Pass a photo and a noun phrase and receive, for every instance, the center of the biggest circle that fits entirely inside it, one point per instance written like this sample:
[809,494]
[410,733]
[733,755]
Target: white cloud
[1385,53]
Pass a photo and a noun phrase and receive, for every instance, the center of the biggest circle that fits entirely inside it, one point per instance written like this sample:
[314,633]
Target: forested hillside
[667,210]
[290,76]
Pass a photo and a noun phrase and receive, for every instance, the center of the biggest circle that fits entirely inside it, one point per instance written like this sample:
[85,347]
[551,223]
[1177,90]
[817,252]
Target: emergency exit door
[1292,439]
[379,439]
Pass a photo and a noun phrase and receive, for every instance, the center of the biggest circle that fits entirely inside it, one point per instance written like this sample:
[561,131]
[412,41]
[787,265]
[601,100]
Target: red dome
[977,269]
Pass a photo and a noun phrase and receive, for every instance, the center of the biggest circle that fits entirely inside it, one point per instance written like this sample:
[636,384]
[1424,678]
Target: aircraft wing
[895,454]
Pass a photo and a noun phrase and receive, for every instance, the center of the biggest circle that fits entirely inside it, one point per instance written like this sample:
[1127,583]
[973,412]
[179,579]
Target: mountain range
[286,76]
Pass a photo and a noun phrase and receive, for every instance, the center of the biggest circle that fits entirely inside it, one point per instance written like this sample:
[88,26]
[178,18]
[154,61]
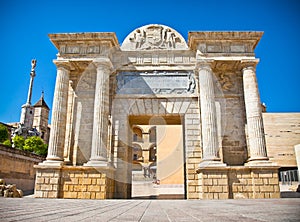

○ ○ ○ ○

TASK GOAL — The expected output is every entry above, character for character, with no pictures.

TASK RESULT —
Pass a photo and a noun phrase and receive, for every instance, the center of the biggest circle that fits entirely inside it, one point per instance written like this sample:
[809,494]
[410,733]
[733,755]
Target: white cloud
[1385,53]
Pass a photo and a noun phrase and receive, for every instance, the center of the biggest circle that fits entirely inside it, one point per instance written like this sample:
[314,633]
Target: forested hillside
[667,210]
[290,76]
Pass a photo and a noun phrase and receive, for every instance, the center of the biggest circle that fits entirely inside it, one point per instance written like this sample:
[85,347]
[551,223]
[1177,90]
[817,252]
Target: emergency exit door
[1292,439]
[379,439]
Pass a photo and a noun phrase and receive, for every instance, the center of the biggest circle that fits entirely inside it, one point per instance written like this sample:
[561,131]
[412,41]
[787,265]
[601,100]
Target: red dome
[977,269]
Pass a photo and a noun phrase and receive, for every instance, the center of the biggest circle that fits entirely inside it, one point per instance written like this sample:
[636,384]
[1424,678]
Target: aircraft wing
[895,454]
Pass a photo and a noun phrase and receive, for every instance, the center of the biggest circle that fits entirely inside it, one point per instance written like this sample:
[1127,583]
[973,412]
[179,579]
Target: mountain range
[286,76]
Pass a photo and a noun phrase and receive, for every instance, the center of the biggest circle that fits entirely inside it, one point per instance written like this sample:
[88,26]
[178,18]
[154,61]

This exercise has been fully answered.